October 6th, 2007 by Paul Martin

I finally went to see the film version of The Dark is Rising, today. Called “The Seeker: The Dark is Rising” it is based on Susan Cooper’s book. I have never read that book, and will not be doing as others are and attacking the film for being “different” from the source material.

Just to give you all a glimpse as to where I stand on book-to-screen adaptations, I feel that changes must be made almost 100% of the time. If changes are made, they should be to the benefit of the film, so long as the essence of the story is there. A few of the greatest films of all time are based on books. The Lord of the Rings has many changes, but is my favorite film of all time. The Shawshank Redemption started out as a short story by Stephen King… yes, THAT Stephen King. He also wrote The Green Mile. If I’m not mistaken, The Godfather was originally a book as well.

Some great films had their start as books and were nearly identical to the book to great effect. Big Fish was very close, save for one rather LARGE detail. The film is stronger than the book because of that, thanks to Tim Burton. However, others are created as nearly exact duplicates which has been a hinderance on the story. Harry Potter 1 and 2 for example. Having not read any of the Harry Potter books but the seventh, the films have bored me. The only ones I’ve enjoyed have been Prisoner of Azkaban and Order of the Phoenix. But I understand they are missing things from the books.. but I didn’t notice, and really had a good time at the movies.

This brings us to The Seeker. In the last few months and weeks I’ve heard people complaining about the film, sight unseen. I opted not to read the book, knowing that so much would be changed, and came out of the theatre satisfied with what I had just seen.

■ **INSTRUCTION 1**: In the entries, change "white cloud" to "gray cloud" in the stretch from the line containing "Where can the white" through the line containing "<point>95,63</point>", and write out only those lines with nothing else altered.
The film review and the entries below it come from different sources.

■ **RAW DATA**:

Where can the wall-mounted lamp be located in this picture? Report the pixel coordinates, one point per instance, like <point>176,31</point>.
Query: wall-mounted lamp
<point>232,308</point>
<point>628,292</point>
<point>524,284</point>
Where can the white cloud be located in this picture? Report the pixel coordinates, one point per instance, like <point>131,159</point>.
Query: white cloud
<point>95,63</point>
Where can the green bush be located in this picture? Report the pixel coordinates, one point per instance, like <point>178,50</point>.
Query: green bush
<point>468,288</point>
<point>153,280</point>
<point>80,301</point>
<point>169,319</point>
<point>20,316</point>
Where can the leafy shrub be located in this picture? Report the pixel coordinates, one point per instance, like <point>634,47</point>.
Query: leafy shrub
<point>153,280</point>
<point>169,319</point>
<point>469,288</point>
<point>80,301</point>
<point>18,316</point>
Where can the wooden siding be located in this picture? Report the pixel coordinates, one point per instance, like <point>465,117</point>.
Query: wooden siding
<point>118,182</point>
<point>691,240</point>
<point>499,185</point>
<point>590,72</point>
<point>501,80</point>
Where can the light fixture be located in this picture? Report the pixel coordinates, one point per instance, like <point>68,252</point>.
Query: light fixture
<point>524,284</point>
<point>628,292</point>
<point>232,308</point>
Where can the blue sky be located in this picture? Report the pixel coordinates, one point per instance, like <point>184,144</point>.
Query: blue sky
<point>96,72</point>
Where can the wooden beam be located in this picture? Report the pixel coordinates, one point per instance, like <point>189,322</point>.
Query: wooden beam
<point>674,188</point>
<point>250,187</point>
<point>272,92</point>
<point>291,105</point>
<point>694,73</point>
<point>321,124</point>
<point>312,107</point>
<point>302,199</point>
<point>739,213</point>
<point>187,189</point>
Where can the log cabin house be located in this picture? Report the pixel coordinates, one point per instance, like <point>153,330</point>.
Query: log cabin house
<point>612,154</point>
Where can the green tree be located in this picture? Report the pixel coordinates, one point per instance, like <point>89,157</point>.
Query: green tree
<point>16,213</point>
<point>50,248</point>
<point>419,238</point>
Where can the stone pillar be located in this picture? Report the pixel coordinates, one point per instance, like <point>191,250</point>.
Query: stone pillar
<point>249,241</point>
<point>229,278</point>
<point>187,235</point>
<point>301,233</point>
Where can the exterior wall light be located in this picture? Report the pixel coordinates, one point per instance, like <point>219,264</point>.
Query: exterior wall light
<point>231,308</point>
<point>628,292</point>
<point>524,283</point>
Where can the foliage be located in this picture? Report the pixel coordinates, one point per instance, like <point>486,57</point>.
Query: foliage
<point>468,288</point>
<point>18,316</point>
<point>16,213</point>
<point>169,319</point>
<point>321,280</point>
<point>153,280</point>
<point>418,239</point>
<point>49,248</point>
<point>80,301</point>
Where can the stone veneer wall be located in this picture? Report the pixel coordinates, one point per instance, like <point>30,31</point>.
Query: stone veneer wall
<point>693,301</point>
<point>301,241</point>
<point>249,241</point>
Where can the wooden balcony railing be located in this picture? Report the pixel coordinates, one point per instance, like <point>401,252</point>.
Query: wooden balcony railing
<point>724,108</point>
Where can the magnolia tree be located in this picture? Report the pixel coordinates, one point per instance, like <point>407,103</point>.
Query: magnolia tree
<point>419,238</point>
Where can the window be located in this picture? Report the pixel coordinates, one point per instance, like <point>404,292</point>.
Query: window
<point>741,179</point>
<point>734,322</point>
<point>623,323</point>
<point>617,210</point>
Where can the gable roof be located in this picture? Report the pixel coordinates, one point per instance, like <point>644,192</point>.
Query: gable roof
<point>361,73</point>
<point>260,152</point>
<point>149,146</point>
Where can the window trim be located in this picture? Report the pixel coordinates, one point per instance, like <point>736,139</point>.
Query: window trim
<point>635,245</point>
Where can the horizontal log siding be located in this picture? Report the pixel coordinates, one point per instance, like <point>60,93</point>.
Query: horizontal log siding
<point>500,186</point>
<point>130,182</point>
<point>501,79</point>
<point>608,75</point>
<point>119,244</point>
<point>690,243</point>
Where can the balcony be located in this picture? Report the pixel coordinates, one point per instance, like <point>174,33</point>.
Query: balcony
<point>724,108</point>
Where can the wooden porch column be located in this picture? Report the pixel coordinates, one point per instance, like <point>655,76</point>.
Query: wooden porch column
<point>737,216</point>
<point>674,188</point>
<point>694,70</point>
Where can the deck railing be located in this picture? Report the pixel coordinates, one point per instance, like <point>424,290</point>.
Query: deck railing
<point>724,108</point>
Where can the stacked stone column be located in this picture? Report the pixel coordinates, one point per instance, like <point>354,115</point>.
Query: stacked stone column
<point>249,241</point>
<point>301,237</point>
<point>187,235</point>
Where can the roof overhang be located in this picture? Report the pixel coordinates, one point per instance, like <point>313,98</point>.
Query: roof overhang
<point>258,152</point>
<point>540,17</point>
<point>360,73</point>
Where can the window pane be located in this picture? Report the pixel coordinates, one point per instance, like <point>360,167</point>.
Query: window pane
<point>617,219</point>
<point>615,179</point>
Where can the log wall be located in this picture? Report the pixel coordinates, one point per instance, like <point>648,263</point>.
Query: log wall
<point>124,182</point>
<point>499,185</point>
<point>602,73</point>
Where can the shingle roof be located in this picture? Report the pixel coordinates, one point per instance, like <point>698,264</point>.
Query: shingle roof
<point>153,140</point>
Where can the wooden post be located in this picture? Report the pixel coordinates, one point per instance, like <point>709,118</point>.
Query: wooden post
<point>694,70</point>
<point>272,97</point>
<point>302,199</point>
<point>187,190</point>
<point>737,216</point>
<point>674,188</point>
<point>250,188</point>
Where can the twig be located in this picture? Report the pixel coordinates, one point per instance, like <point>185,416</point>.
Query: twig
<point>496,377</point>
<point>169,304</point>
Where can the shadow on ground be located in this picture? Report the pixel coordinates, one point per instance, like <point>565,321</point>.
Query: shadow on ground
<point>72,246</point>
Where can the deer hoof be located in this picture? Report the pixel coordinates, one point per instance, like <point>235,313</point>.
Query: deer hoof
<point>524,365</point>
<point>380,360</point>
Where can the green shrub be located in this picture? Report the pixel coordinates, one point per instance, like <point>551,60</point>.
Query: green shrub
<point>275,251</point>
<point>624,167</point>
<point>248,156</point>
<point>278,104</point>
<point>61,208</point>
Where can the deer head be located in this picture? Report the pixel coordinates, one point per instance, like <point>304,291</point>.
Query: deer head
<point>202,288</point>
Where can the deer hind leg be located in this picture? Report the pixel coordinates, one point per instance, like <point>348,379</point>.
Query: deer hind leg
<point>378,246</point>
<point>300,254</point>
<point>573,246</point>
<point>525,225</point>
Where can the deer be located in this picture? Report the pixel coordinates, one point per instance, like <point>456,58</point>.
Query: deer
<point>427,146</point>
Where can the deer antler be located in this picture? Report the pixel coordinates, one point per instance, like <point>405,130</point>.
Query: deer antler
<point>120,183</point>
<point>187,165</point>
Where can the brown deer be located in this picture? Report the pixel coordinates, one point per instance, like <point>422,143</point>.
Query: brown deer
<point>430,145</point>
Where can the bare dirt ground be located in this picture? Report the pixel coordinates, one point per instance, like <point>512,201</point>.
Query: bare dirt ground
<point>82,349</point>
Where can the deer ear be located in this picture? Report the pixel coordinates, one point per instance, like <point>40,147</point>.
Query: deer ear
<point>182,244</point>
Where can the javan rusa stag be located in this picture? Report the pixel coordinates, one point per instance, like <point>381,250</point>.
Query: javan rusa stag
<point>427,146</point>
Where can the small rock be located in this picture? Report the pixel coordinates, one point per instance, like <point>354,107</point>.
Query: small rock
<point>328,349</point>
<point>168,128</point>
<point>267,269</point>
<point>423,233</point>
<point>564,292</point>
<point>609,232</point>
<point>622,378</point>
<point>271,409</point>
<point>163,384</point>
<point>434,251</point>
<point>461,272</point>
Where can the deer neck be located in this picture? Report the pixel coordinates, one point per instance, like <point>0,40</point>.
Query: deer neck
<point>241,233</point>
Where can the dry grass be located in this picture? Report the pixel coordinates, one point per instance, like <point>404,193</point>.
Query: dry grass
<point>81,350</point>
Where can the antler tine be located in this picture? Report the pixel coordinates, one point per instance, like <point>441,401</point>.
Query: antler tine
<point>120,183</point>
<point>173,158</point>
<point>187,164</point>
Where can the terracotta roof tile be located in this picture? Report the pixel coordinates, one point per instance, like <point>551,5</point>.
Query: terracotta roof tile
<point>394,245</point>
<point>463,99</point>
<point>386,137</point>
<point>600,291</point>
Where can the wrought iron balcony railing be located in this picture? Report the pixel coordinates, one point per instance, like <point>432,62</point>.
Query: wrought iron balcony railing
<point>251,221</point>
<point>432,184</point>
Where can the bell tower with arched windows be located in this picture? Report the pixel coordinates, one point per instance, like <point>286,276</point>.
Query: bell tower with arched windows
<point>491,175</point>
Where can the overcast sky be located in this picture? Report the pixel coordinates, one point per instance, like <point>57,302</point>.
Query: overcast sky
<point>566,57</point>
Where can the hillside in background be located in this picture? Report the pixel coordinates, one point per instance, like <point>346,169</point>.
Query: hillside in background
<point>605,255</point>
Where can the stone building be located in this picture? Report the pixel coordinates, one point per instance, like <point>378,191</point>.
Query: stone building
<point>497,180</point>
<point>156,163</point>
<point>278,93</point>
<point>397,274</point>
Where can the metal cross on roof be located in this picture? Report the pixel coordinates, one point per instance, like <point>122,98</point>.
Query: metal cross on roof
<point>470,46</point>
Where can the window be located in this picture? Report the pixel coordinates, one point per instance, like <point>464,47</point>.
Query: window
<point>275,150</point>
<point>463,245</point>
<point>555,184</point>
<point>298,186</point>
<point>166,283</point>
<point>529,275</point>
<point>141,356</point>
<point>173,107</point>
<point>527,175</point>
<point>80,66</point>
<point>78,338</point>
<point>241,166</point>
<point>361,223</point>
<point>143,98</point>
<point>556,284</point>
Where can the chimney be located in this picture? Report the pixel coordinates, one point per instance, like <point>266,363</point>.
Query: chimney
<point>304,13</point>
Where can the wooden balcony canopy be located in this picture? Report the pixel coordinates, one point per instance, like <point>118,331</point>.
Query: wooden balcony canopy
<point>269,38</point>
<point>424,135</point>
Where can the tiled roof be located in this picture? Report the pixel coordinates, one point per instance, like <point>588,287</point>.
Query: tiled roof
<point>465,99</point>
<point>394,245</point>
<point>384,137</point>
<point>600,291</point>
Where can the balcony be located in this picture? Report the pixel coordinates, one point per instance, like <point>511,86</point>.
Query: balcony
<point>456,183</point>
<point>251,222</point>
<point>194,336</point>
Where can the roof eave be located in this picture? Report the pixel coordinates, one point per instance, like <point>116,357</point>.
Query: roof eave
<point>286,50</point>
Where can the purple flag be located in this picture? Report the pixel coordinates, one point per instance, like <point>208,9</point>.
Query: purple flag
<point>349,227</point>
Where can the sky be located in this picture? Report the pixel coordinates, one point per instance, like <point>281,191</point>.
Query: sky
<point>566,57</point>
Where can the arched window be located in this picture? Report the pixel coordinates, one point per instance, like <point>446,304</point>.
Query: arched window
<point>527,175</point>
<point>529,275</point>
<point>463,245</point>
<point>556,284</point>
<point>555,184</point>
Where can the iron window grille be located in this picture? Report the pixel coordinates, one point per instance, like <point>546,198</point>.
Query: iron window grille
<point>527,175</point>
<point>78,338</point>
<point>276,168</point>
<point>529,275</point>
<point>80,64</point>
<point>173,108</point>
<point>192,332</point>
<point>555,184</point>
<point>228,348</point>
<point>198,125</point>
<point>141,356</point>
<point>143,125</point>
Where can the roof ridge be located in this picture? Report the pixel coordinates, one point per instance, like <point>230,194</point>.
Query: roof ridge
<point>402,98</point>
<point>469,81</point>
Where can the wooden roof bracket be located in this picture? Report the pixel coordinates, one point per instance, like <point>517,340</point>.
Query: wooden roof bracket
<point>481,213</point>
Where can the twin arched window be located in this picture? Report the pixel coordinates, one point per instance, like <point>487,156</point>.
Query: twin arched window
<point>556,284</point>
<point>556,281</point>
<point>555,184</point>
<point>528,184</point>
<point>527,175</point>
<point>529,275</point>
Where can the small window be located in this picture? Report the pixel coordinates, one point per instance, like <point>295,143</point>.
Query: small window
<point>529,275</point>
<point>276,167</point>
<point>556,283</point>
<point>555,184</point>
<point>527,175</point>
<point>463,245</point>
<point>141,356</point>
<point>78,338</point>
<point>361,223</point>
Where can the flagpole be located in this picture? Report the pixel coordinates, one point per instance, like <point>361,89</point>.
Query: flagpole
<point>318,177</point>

■ **INSTRUCTION 2**: Translate this sentence from the film review into Spanish: "A few of the greatest films of all time are based on books."

■ **EXERCISE RESULT 1**:
Where can the gray cloud be located in this picture? Report the pixel coordinates, one point per instance, like <point>131,159</point>.
Query: gray cloud
<point>95,63</point>

■ **EXERCISE RESULT 2**: Algunas de las mejores películas de todos los tiempos están basadas en libros.